**PAGE EXCERPT:**
※ ※ ※

I am a widow of four years. At first, you're so numb that life just kind of skates by. Gradually, you begin to live again, you have no choice. There are choices to make, kids to feed, bills to be paid. We all use our coping skills and do the best we can. One thing I've discovered, you have to remain open to living, or you will just shut down in anger, fear and bitterness. Elaine

July 21, 2008 - 6:43pm

Losing a spouse is probably one of the most difficult times in a person's life. I know many widows and some have dealt with it in many ways. Some women never cleared out their husbands' closets because parting with their belongings was just too difficult. While others found having the belongings around was just too much -- meaning everyone needs to grieve in the way that feels right for them.

With regard to your question about celebrating the lives of the dead, the first that comes to mind for me is Dia De Los Muertos or Day of the Dead -- a festival around Halloween that takes place in Mexico and celebrates the union of families with their loved ones who have passed.

The ancient, indigenous peoples of Mexico (Purepecha, Nahua, Totonac and Otomí) believed that the souls of the dead return every year to visit with their living relatives. Marigolds help lost souls find their way back home or back to their loved ones. (Source: Mexonline.com)

While my mother hasn't embraced Day of the Dead with regard to my father, who was German and passed away more than two years ago, growing up in the Southwest, I wear Dia de Los Muertos jewelry (a necklace with a traditional Day of the Dead skull) to remind myself in my own way to respect and celebrate my father's life. Like Todd, I cannot imagine losing my spouse.

Perhaps there's a small but similar gesture to try. I would also like to know what you're doing that's working.

July 20, 2008 - 6:29pm

Connie555,

What have you been doing that's been working? I'm interested in hearing from you.

Your post is a huge question and though, thankfully my wife is alive, I have lost very dear people in my life.

In family, we lost both of my grandparents within two days. They were like parents to us all, and we honor them by carrying on the live they raised us to live.

We all talk on their birthdays and anniversary. And we tell funny stories that always seem to keep their spirits near.

I also have funny pictures of them around my home. I want to remember them as they lived, and not how they died.

Connie555, I can't imagine what it would be like to lose my spouse, but I can imagine how she'd want me to live.

I hope this helps and please share what you are doing to cope. I'd love to learn from you and you are in my thoughts and prayers.

※ ※ ※

**WHAT NEEDS TO BE DONE:**
In the forum posts about losing a spouse, what do marigolds do for the souls of the dead?

※ ※ ※

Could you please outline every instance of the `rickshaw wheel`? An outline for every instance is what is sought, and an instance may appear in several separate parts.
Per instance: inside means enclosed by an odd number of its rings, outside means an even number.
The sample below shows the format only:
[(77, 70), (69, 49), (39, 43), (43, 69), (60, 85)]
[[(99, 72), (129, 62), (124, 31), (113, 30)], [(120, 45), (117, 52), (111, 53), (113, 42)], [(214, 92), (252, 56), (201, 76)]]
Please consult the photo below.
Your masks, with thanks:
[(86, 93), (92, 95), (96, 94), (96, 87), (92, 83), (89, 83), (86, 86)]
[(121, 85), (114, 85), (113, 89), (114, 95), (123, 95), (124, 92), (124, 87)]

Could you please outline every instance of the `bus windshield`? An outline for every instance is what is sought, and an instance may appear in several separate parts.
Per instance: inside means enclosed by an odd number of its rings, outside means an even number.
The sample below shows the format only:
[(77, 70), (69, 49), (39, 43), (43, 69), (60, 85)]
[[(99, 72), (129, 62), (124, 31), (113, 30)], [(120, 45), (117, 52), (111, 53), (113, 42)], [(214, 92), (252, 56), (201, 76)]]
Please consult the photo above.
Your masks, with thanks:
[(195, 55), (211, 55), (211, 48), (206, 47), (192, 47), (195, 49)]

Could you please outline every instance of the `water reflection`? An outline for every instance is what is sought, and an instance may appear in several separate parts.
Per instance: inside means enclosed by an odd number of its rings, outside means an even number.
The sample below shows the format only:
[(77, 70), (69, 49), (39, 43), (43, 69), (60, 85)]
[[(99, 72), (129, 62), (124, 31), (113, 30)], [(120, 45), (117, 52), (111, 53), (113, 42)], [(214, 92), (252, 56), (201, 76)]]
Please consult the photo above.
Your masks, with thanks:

※ ※ ※

**TASK SOLUTION:**
They help lost souls find their way back home or back to their loved ones.